Acoustically oscillating solid structures can produce acoustic streaming, which gained much attention recently due to their great potential in a wide variety of lab-on-a-chip applications. For instance, oscillating sharp edges have been studied for fluid mixing (Huang et al. 2013, 2015), fluid bi-directional transportation (Mohanty et al. 2019), particle trapping (Leibacher et al. 2015), and nanoparticle synthesing (Huang et al. 2019). Likewise, acoustically oscillating bubbles can also produce streaming around the bubbles, a phenomenon termed microstreaming in the literature. Microstreaming is due to a non-linear second-order effect (Marmottant and Hilgenfeldt 2003) and can also be harnessed for various lab-on-a-chip applications (Hashmi et al. 2012). Especially in recent years, many innovative acoustic bubble-based devices have been developed for flow control and particle manipulation. For example, Ryu et al. produced a directional microstreaming flow by placing a capillary tube above an excited acoustic bubble (Ryu et al. 2010). Later, a micropump based on lateral cavity acoustic transducer (LCAT) was developed for pumping liquids in a microchannel (Tovar et al. 2011). Many effective bubble-based micromixers have also been investigated to mix fluid (Ahmed et al. 2009; Wang et al. 2011). For particle manipulation, a bubble based separator and switch (Patel et al. 2014), a rotational microorganism manipulation technique (Xu et al. 2013; Ahmed et al. 2016) and a cell lyser and drug transporter have been introduced (Marmottant and Hilgenfeldt 2003; Marmottant et al. 2006). However, to the best of our knowledge, among these acoustic bubble-based applications, a micropump that can pump fluids in multiple directions in a microfluidic device has never been reported, which is an important function for many applications. In this work, we applied acoustic bubbles for bi-directional pumping with the advantages of low-cost, simple fabrication process, biocompatibility and precise controllability.

**RECORDS SUPPLIED**
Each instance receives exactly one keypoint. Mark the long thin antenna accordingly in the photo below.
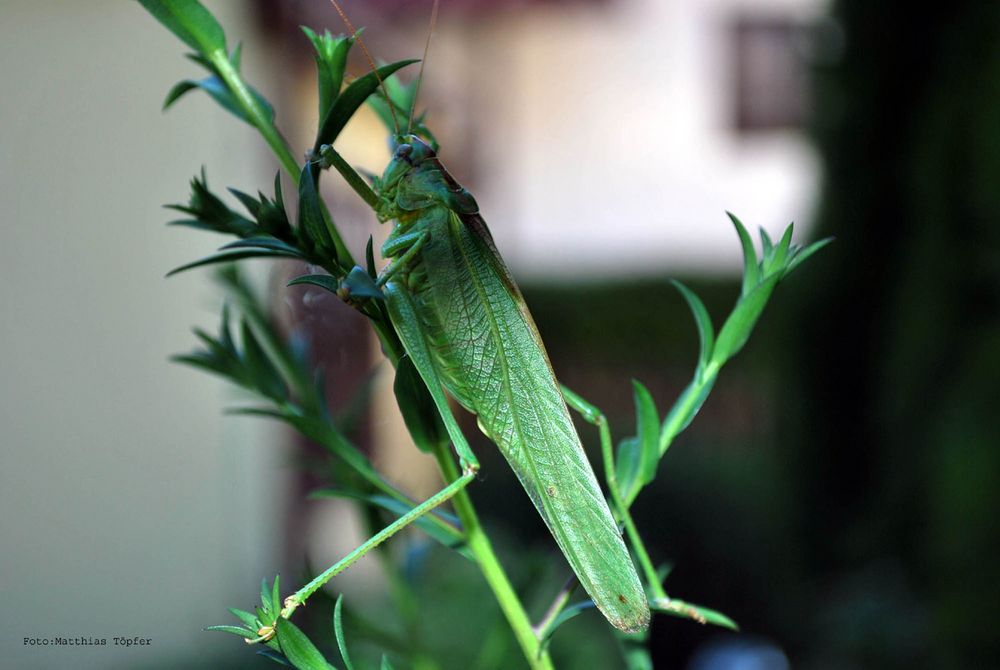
(423, 61)
(371, 61)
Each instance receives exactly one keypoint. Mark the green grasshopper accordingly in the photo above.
(465, 326)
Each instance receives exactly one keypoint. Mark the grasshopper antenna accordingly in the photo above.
(423, 61)
(371, 61)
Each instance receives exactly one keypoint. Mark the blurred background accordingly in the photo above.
(837, 494)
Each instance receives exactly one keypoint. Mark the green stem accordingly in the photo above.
(480, 546)
(257, 115)
(690, 401)
(298, 598)
(558, 605)
(621, 509)
(261, 120)
(351, 176)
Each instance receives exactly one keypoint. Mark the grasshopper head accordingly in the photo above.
(408, 151)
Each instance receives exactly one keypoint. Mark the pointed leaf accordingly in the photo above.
(627, 466)
(706, 336)
(568, 613)
(781, 251)
(298, 648)
(312, 225)
(331, 58)
(350, 99)
(262, 371)
(767, 246)
(751, 270)
(801, 255)
(647, 421)
(419, 412)
(370, 259)
(736, 330)
(338, 631)
(276, 595)
(684, 410)
(265, 597)
(190, 21)
(217, 89)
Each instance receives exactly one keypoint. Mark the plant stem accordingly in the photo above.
(690, 401)
(480, 546)
(258, 116)
(265, 125)
(621, 509)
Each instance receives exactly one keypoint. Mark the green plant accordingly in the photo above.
(260, 361)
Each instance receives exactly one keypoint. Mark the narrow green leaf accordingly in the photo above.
(440, 526)
(217, 89)
(767, 246)
(702, 615)
(350, 99)
(370, 259)
(331, 284)
(627, 466)
(419, 412)
(737, 329)
(312, 225)
(781, 251)
(647, 421)
(706, 335)
(359, 284)
(262, 371)
(338, 630)
(245, 633)
(276, 603)
(801, 255)
(751, 269)
(190, 21)
(229, 256)
(684, 410)
(265, 596)
(331, 58)
(298, 648)
(246, 617)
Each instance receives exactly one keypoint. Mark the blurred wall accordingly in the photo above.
(128, 504)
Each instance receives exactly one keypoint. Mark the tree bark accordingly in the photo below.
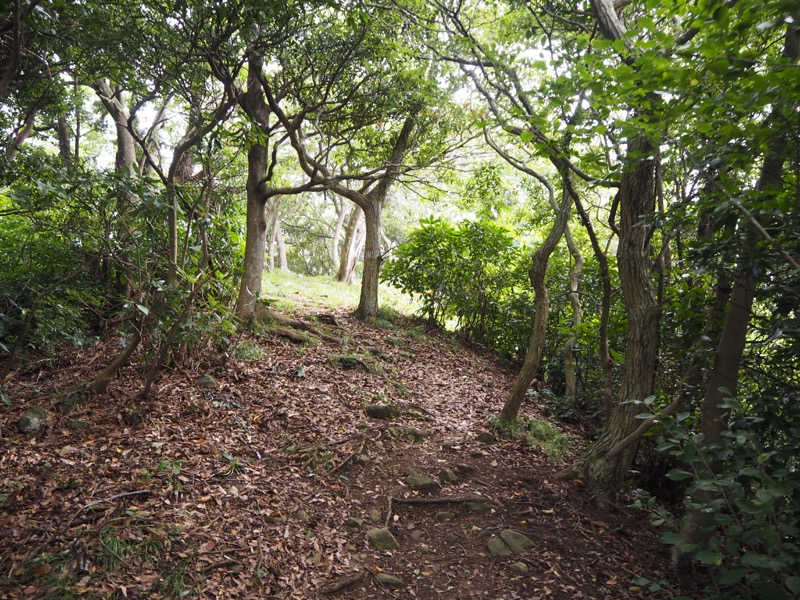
(368, 302)
(539, 262)
(64, 144)
(22, 134)
(570, 369)
(606, 465)
(724, 379)
(252, 102)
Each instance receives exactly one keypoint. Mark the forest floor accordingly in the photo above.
(260, 478)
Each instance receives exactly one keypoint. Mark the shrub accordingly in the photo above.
(471, 276)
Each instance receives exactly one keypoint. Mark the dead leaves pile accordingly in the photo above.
(243, 489)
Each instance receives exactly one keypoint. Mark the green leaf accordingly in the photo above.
(679, 475)
(672, 537)
(733, 576)
(708, 557)
(793, 583)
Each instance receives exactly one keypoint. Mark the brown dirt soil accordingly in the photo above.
(244, 490)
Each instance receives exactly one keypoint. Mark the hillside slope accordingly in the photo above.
(262, 478)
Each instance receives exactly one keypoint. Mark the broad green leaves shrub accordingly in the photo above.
(753, 504)
(471, 276)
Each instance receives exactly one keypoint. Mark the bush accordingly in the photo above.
(473, 276)
(752, 504)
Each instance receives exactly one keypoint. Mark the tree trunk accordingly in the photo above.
(64, 144)
(252, 102)
(368, 303)
(283, 263)
(22, 135)
(539, 262)
(256, 233)
(341, 217)
(114, 100)
(570, 370)
(724, 379)
(606, 465)
(349, 254)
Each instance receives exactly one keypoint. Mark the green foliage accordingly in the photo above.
(752, 504)
(472, 275)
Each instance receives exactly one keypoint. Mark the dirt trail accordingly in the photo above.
(262, 481)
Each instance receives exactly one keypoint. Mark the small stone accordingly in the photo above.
(389, 581)
(382, 539)
(77, 425)
(478, 507)
(486, 437)
(423, 483)
(206, 382)
(354, 524)
(518, 568)
(497, 547)
(516, 541)
(132, 418)
(33, 420)
(417, 435)
(448, 476)
(381, 411)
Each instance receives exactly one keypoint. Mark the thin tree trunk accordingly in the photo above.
(64, 144)
(282, 261)
(606, 465)
(22, 135)
(344, 274)
(341, 217)
(368, 303)
(539, 262)
(570, 369)
(253, 104)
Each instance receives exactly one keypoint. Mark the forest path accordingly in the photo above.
(262, 477)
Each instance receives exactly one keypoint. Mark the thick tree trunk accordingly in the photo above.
(539, 262)
(368, 303)
(255, 245)
(606, 465)
(349, 255)
(114, 101)
(255, 107)
(724, 379)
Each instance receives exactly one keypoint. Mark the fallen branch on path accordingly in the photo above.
(435, 501)
(104, 500)
(342, 583)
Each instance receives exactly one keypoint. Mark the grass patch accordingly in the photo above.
(539, 433)
(248, 350)
(290, 292)
(547, 436)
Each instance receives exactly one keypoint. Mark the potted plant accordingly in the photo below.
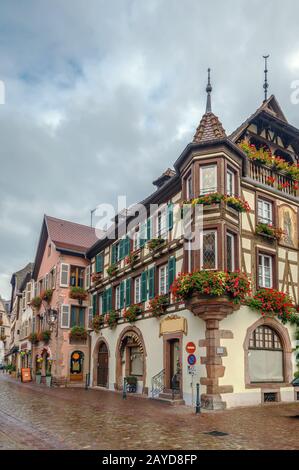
(97, 322)
(36, 302)
(46, 295)
(78, 293)
(78, 333)
(33, 338)
(111, 318)
(155, 244)
(112, 270)
(158, 305)
(131, 313)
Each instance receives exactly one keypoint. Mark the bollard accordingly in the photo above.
(125, 389)
(197, 408)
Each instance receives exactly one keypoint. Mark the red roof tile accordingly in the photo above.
(70, 235)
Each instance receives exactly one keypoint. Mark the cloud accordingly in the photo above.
(101, 97)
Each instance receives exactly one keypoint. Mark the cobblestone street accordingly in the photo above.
(35, 417)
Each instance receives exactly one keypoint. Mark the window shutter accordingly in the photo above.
(143, 234)
(113, 254)
(109, 299)
(170, 216)
(122, 294)
(128, 292)
(65, 316)
(94, 304)
(64, 275)
(127, 245)
(99, 262)
(144, 286)
(149, 229)
(151, 282)
(171, 271)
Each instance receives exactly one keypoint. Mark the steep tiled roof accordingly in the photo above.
(210, 128)
(69, 235)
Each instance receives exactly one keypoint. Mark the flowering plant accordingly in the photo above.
(268, 229)
(235, 285)
(111, 318)
(271, 302)
(131, 313)
(159, 304)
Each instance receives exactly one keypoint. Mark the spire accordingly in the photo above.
(209, 90)
(266, 84)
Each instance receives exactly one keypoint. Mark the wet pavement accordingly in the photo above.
(36, 417)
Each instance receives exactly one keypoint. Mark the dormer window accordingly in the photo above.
(208, 179)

**EXERCISE DETAILS**
In the passage on acoustic streaming, what term does the literature use for streaming produced around acoustically oscillating bubbles? The items were drawn from a different source than the text.

**RESULT OF THE TASK**
Microstreaming.